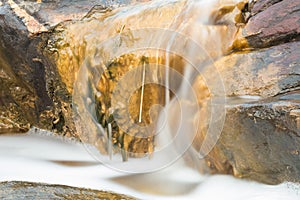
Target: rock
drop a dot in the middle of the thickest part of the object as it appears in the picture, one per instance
(32, 92)
(270, 25)
(28, 190)
(261, 134)
(41, 55)
(260, 140)
(261, 5)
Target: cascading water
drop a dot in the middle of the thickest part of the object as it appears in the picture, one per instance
(144, 92)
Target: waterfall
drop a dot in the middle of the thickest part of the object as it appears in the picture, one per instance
(137, 94)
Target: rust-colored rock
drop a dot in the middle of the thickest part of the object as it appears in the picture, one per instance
(28, 190)
(260, 139)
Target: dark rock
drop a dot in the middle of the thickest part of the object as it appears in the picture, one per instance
(261, 5)
(260, 141)
(270, 25)
(27, 190)
(32, 93)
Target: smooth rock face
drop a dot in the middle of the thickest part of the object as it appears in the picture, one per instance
(260, 139)
(27, 190)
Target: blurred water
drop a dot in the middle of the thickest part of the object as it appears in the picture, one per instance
(41, 157)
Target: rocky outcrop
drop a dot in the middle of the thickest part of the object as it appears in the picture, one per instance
(261, 138)
(28, 190)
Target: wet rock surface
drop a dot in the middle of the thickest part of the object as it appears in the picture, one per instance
(260, 139)
(27, 190)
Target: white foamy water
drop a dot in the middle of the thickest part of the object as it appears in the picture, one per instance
(46, 159)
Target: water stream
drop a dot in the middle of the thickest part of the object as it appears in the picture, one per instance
(145, 86)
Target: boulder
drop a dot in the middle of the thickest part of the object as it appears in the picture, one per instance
(29, 190)
(41, 55)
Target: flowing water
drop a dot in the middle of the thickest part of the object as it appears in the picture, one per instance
(41, 157)
(137, 92)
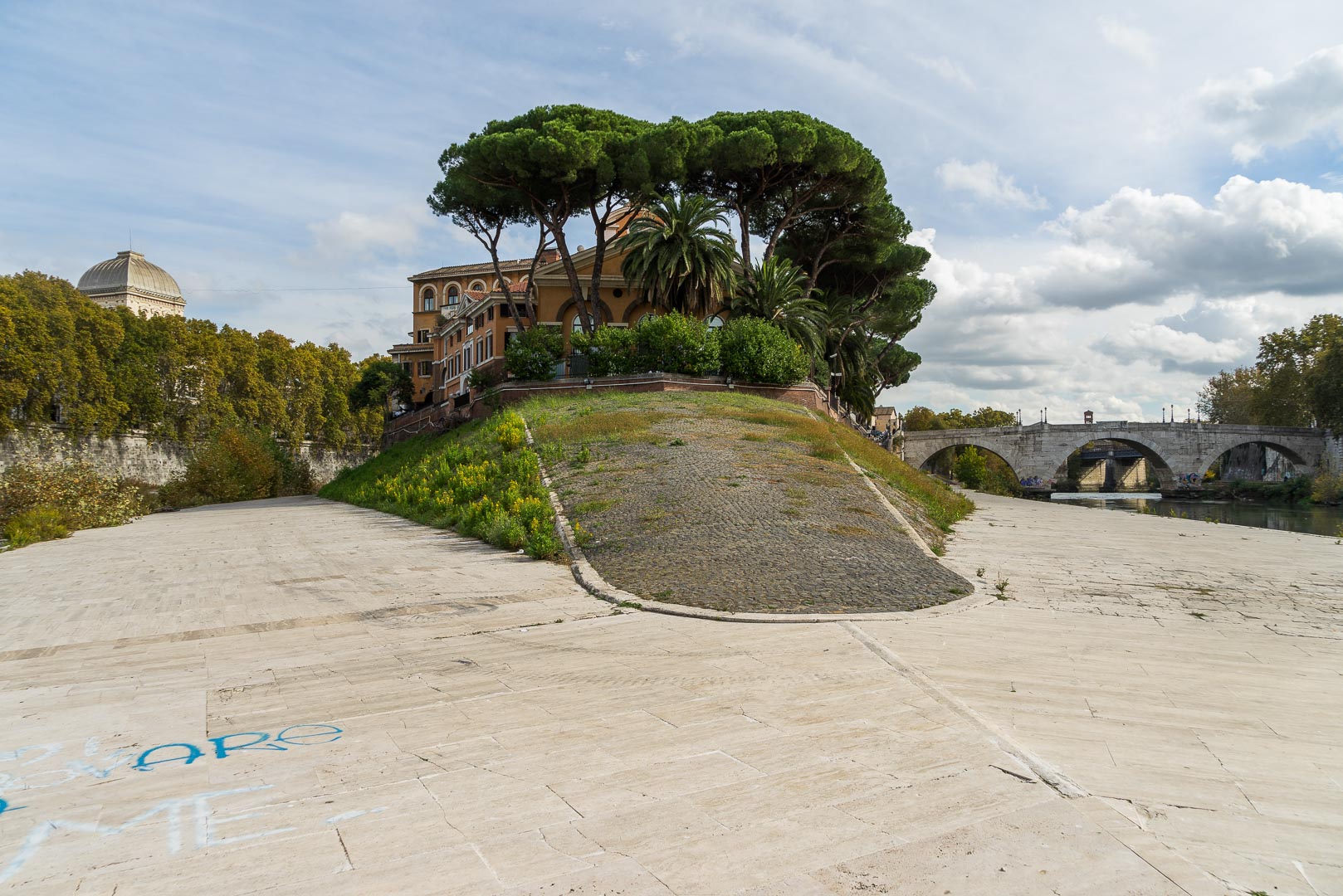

____________

SHORT PROBLEM:
Reproduce the lines between the one containing "Target: wet rock surface" and the end of the data, inclusive, keeping every request. Multiply each answer coordinate by 1.5, round it to the nearest whole number with halves rounded up, and omit the pictures from the output.

FINISHED EXERCISE:
Target: wet rock surface
drop a dot in the middle of the thickest part of the object as it appears in the picture, one per instance
(390, 209)
(41, 285)
Target: white foamy water
drop a dot in the middle of the thickest part of the object as it appears in the picture, one per instance
(69, 239)
Target: water stream
drop a dot in the middle of the thickest part of the object as it appears in the picture, one per instance
(218, 129)
Target: boulder
drop a dot in the middle of the thickest part of the object as it appears in the picture, one per instance
(44, 285)
(62, 83)
Target: flowing water
drop a dot in the middle of the thickest part of the object as it appears in the picture, one per instance
(62, 236)
(206, 138)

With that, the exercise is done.